§ PAGE EXTRACT
- - -

IBM Quantum Challenge – Jan's write-up

There is also a Jupyter notebook available, containing implementations of the ideas described here.

Problem description

A square \(n \times n\) board is given with \(m\) stars placed on it (\(0 \leq m \leq n^2\)). We call the board solvable, if and only if there exists a selection of \(k\) rows and \(n - k - 1\) columns (\(0 \leq k \leq n - 1\)) such that each star belongs to at least one of the selected rows / columns. Otherwise we call the board unsolvable. Examples are presented on Fig. 1 and 2 respectively. \(\newcommand{\ket}[1]{\left|#1\right>}\DeclareMathOperator{\board}{board}\DeclareMathOperator{\idx}{idx}\DeclareMathOperator{\anc}{anc}\DeclareMathOperator{\qRAM}{qRAM}\DeclareMathOperator{\ALG}{ALG}\DeclareMathOperator{\Toffoli}{Toffoli}\DeclareMathOperator{\CP}{CP}\)

Figure 1

Figure 1. Example of a solvable board with \(n = 4, m = 6\) by taking rows \(a\) and \(d\) and the column \(3\).

Figure 2

Figure 2. Example of an unsolvable board with \(n = 4, m = 6\). No set of \(3\) rows and columns can contain all of the stars.

We are given \(2^N\) such boards with a guarantee that exactly one of them is unsolvable. We are challenged to (probabilistically) find the unsolvable board (with probability higher than any other board).

The IBM Quantum Challenge Problem description fixes the parameters to follow \(n=4, m = 6\) and \(N = 4\) and requires contestants to use Grover's algorithm.

Solution overview

Figure 3

Figure 3. A general scheme for solution. \(\ALG\) is an oracle introducing phase difference if the board is unsolvable. \(D\) is the Grover diffusion operator.

The diagram in the Fig. 3 presents a general circuit that will solve the problem. Any compound gate may use ancilla qubits as desired to obtain an implementation with a lower cost. Used optimizations are described later.

Let's start with some definitions.

Definition 1. of Matrix permanent

Let \(A = [a_{i,j}]_{n \times n}\) be a real-valued matrix. Then

$$ \mathbf{perm}(A) = \sum_{\sigma \in S_n} \prod_{k=1}^n a_{k,\sigma(k)}.$$

Definition 2. of Board Matrix

Let \(B\) be an \(n \times n\) board with \(m\) stars placed on it. We define Board Matrix \(M_B\) to be 0-1 matrix (0 and 1 are treated as real numbers) such that \(M_B(i,j) = 1\) if and only if a star is placed in the \(i\)-th row and \(j\)-th column of the board.

- - -

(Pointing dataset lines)
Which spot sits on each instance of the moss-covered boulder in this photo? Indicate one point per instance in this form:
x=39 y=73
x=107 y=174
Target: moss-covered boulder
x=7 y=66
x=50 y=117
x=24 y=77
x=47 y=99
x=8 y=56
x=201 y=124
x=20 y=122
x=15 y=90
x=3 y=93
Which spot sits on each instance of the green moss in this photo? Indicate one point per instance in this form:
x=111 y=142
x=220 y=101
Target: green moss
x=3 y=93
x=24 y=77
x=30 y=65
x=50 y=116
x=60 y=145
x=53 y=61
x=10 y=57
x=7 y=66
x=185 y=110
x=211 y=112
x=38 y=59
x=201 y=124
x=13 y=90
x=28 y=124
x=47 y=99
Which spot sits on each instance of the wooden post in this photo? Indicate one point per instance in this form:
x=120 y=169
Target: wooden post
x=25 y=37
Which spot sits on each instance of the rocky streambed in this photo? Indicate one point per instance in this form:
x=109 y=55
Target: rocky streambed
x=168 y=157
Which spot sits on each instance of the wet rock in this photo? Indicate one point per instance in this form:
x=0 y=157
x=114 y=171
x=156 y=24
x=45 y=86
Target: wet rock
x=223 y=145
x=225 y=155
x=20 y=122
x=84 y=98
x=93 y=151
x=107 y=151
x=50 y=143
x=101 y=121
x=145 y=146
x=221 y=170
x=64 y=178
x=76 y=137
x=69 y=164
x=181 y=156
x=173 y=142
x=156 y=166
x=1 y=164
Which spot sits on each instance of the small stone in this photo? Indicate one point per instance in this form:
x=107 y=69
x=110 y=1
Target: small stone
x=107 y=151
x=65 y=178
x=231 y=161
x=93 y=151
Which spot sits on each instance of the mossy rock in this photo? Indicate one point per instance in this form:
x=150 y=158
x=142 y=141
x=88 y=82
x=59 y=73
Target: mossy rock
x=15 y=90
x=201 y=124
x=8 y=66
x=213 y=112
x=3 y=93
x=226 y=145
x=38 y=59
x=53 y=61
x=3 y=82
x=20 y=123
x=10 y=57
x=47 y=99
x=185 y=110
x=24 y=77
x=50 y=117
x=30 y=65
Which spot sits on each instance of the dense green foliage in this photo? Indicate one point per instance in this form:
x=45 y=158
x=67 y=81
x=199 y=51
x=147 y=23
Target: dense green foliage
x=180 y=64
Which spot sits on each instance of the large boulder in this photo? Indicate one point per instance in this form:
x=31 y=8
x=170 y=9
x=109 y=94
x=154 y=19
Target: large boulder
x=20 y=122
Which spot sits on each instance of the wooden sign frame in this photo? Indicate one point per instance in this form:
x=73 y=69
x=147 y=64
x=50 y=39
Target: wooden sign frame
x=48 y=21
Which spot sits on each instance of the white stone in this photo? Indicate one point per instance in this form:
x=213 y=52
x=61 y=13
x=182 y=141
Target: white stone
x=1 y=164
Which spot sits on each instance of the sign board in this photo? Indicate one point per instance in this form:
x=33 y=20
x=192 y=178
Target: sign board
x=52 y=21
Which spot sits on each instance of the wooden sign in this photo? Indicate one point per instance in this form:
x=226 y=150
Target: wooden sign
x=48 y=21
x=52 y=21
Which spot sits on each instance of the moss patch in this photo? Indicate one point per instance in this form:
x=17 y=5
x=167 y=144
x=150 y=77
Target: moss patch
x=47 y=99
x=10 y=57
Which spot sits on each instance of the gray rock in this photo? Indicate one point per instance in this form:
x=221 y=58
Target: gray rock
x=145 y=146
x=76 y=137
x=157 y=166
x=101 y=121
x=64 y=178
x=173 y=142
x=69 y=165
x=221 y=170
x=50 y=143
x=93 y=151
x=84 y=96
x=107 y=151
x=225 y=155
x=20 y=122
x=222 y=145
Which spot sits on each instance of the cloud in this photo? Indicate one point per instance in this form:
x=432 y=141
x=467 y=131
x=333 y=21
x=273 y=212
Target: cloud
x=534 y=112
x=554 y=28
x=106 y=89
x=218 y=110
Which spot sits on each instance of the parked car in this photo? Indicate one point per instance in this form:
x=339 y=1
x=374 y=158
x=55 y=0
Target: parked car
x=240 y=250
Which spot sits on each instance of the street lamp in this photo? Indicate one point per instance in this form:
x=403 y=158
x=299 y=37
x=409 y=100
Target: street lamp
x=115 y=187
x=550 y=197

- - -

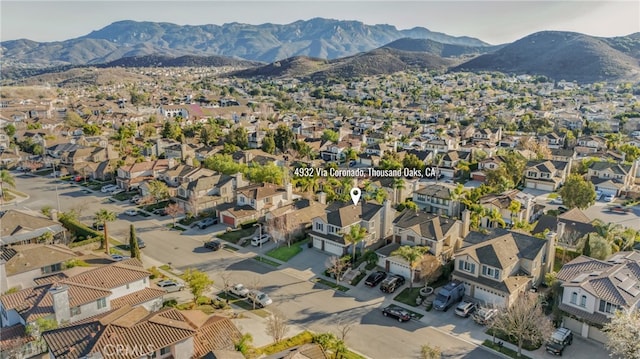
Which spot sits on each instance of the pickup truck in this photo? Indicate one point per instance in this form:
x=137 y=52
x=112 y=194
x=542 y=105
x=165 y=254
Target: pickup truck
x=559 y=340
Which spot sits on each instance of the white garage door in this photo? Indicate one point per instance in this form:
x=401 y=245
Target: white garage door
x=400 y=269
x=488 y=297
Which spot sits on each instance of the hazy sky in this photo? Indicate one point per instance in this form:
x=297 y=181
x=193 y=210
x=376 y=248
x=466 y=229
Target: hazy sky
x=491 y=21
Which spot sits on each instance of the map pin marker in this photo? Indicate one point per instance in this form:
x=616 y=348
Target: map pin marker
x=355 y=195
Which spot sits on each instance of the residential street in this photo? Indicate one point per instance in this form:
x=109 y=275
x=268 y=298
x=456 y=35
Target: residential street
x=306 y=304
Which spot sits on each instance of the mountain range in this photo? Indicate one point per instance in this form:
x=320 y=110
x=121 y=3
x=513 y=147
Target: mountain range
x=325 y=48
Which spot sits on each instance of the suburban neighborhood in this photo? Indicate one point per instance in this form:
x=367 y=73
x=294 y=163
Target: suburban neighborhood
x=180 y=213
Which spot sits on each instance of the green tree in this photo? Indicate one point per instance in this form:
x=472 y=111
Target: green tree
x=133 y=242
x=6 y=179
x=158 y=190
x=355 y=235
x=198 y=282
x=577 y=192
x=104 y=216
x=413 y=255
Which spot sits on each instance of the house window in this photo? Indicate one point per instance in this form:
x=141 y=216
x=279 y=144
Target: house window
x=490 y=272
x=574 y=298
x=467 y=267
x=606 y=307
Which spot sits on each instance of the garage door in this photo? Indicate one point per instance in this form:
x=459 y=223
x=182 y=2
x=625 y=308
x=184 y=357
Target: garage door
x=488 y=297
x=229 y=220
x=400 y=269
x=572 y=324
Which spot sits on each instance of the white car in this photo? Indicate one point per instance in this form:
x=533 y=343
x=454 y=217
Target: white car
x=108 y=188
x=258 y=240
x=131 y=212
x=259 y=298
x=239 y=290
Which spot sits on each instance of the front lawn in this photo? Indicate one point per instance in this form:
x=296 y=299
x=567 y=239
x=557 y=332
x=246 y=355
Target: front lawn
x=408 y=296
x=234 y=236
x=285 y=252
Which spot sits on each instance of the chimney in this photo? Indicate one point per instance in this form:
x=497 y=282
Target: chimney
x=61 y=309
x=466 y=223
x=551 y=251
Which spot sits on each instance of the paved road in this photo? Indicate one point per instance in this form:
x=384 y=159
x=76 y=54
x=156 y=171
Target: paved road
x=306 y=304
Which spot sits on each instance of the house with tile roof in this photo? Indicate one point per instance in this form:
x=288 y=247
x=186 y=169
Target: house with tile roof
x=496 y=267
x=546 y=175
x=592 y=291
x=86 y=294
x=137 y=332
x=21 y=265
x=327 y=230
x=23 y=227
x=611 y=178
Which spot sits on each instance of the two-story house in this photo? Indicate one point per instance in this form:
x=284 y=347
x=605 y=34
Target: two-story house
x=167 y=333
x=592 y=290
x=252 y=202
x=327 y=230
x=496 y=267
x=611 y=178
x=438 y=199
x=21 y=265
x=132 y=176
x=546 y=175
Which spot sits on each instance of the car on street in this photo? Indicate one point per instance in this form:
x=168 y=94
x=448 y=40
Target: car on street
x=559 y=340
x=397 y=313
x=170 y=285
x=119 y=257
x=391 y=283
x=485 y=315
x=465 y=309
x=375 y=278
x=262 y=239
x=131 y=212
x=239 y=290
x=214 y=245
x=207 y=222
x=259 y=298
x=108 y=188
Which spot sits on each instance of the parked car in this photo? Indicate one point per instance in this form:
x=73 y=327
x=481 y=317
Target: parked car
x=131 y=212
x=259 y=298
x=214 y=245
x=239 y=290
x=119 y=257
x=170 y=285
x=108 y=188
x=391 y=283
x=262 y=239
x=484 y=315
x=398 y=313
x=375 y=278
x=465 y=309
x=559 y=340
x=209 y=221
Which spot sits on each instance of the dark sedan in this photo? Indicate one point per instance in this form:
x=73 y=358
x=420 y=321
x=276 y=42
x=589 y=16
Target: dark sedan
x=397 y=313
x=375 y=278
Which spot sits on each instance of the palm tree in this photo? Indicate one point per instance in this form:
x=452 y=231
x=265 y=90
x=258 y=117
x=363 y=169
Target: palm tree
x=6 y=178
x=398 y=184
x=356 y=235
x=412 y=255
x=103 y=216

- - -

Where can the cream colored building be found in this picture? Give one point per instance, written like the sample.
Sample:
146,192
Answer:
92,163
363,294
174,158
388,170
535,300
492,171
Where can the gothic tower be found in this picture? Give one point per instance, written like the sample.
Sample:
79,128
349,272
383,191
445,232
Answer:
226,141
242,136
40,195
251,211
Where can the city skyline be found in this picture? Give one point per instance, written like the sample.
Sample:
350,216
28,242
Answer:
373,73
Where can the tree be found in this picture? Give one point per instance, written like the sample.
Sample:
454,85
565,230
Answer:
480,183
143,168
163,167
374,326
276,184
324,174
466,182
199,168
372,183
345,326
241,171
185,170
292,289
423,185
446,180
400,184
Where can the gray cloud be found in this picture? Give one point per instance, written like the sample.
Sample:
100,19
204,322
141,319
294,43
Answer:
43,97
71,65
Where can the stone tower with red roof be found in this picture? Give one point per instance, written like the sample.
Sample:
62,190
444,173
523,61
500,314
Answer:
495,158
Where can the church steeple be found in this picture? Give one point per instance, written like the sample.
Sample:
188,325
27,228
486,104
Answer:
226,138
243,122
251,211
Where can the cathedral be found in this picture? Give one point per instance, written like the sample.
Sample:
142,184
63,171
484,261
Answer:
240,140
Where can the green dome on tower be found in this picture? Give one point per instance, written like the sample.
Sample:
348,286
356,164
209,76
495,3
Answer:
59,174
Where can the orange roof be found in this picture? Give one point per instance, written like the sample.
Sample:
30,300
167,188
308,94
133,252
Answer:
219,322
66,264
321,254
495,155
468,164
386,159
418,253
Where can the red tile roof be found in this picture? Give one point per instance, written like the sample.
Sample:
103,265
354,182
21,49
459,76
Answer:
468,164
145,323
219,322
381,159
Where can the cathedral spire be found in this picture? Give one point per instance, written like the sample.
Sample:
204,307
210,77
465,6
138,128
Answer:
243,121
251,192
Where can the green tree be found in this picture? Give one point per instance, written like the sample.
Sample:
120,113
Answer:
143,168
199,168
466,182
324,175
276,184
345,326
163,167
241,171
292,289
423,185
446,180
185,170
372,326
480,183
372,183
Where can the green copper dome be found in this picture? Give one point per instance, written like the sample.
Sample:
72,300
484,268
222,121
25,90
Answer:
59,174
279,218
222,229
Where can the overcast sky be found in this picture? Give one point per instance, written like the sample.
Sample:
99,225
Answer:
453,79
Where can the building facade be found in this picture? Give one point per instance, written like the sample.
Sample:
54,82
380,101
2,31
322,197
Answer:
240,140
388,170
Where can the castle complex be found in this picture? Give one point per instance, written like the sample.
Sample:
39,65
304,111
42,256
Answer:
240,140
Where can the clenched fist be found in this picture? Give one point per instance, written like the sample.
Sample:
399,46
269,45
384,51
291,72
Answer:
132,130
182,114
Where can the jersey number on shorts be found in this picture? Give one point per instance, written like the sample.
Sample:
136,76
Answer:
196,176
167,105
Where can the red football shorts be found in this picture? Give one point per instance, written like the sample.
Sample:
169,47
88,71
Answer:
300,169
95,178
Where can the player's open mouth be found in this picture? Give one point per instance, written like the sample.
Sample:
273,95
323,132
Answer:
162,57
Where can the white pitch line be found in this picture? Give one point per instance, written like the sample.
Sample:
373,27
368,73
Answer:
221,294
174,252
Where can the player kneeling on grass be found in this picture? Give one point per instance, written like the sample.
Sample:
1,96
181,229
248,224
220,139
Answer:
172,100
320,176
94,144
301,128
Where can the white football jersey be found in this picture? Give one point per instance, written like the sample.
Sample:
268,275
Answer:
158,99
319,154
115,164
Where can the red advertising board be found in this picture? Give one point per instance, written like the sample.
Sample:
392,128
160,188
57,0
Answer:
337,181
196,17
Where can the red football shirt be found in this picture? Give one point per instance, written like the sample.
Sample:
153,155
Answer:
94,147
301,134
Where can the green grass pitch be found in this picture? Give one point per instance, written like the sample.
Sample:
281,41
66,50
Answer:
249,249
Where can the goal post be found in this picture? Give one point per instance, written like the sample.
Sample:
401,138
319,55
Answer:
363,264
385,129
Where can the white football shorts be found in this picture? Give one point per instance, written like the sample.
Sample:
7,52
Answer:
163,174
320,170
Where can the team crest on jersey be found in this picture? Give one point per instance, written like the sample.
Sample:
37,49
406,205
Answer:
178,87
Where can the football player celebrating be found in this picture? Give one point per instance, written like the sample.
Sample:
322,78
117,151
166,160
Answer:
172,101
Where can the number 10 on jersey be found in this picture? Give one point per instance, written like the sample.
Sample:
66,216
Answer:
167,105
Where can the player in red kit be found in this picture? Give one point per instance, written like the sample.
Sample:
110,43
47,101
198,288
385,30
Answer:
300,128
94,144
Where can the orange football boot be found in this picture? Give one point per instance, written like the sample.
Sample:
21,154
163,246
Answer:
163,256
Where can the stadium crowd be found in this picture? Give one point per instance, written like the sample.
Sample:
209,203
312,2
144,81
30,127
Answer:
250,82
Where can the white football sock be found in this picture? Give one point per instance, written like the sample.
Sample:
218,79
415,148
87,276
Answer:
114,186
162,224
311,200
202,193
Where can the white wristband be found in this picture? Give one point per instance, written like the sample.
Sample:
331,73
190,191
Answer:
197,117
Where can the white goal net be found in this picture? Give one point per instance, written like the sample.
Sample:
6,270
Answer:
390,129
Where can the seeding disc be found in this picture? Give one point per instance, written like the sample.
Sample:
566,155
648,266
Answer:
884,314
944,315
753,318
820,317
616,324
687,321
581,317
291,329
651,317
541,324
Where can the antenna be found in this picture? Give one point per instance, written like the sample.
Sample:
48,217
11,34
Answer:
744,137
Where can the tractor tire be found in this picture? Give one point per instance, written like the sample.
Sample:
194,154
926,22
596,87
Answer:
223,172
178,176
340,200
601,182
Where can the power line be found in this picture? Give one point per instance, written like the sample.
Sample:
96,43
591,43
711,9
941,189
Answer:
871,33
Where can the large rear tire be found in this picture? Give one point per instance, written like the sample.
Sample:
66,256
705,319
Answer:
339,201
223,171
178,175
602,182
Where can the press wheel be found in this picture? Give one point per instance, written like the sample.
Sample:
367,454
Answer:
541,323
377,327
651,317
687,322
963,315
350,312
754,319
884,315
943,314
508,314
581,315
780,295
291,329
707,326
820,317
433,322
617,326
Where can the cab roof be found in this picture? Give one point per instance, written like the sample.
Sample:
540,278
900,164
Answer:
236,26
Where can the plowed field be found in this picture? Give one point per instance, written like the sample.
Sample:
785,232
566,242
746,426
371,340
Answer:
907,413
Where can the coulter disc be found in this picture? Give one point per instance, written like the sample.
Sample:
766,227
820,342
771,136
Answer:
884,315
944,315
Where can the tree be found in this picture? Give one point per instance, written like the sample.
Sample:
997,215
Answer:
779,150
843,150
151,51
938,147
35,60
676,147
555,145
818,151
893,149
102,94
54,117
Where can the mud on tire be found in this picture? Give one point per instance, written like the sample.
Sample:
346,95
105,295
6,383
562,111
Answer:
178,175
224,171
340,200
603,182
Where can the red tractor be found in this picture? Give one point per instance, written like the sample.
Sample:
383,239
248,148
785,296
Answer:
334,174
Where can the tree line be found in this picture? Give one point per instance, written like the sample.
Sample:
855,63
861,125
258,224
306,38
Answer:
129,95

- - -

§ WRITTEN PROBLEM 1
Answer these from the IBM Quantum Challenge write-up, giving each answer on its own line marked to match:
(a) Which values does the challenge fix for n, m and N?
(b) What does D stand for in Figure 3?
(c) Which rows and which column make the board in Figure 1 solvable?
§ WRITTEN PROBLEM 2
Please pick up the IBM Quantum Challenge write-up right after its definition of the Board Matrix and continue it.
The lines aren't needed for anything here.

§ EXPECTED ANSWER 1
(a) n = 4, m = 6 and N = 4.
(b) The Grover diffusion operator.
(c) Rows a and d and column 3.

§ EXPECTED ANSWER 2
We start the solution with a theorem which our algorithm will be based on. Proof of this theorem is presented in the appendix.

Theorem 1. A board \(B\) is solvable if and only if \(\mathbf{perm}(M_B) = 0\).

This theorem immediately entail a simple algorithm for a single instance of the problem. We compute the relevant matrix permanent and simply check if it's a zero.

The following sections will discuss high-level implementation and optimization of each element of the diagram presented in Fig. 3. When discussing details, I will focus on constraints specific to IBM Quantum Challenge (i.e. \(n=4, m = 6\) and \(N = 4\)).

\(\mathbf{\qRAM}\) and \(\mathbf{\qRAM^\dagger}\) implementation

We are given an array of \(2^N = 16\) arrays, each containing \(m = 6\) pairs describing star location for all the boards. We need to obtain the state \(\frac{1}{4}\sum_{k=0}^{15} \ket{k}\otimes\ket{\board[k]}\), where \(\board[k]\) is the bitmask representing vectorized matrix \(M_B\). After initial Hadamard gate we have an equal superposition in \(\ket{\idx}\). Now we transfer the input data into board qubits using multi-controlled Toffoli gate, controlling with \(\ket{\idx}\) and with target qubit representing the requested position.

Figure 4

Figure 4. Transfer from classical data to qRAM example. Board from the Fig. 1 will be transferred onto index \(1101_{(2)} = 13_{(10)}\). \(X_k\) is bit flip gate applied to \(k\)-th qubit representing the board.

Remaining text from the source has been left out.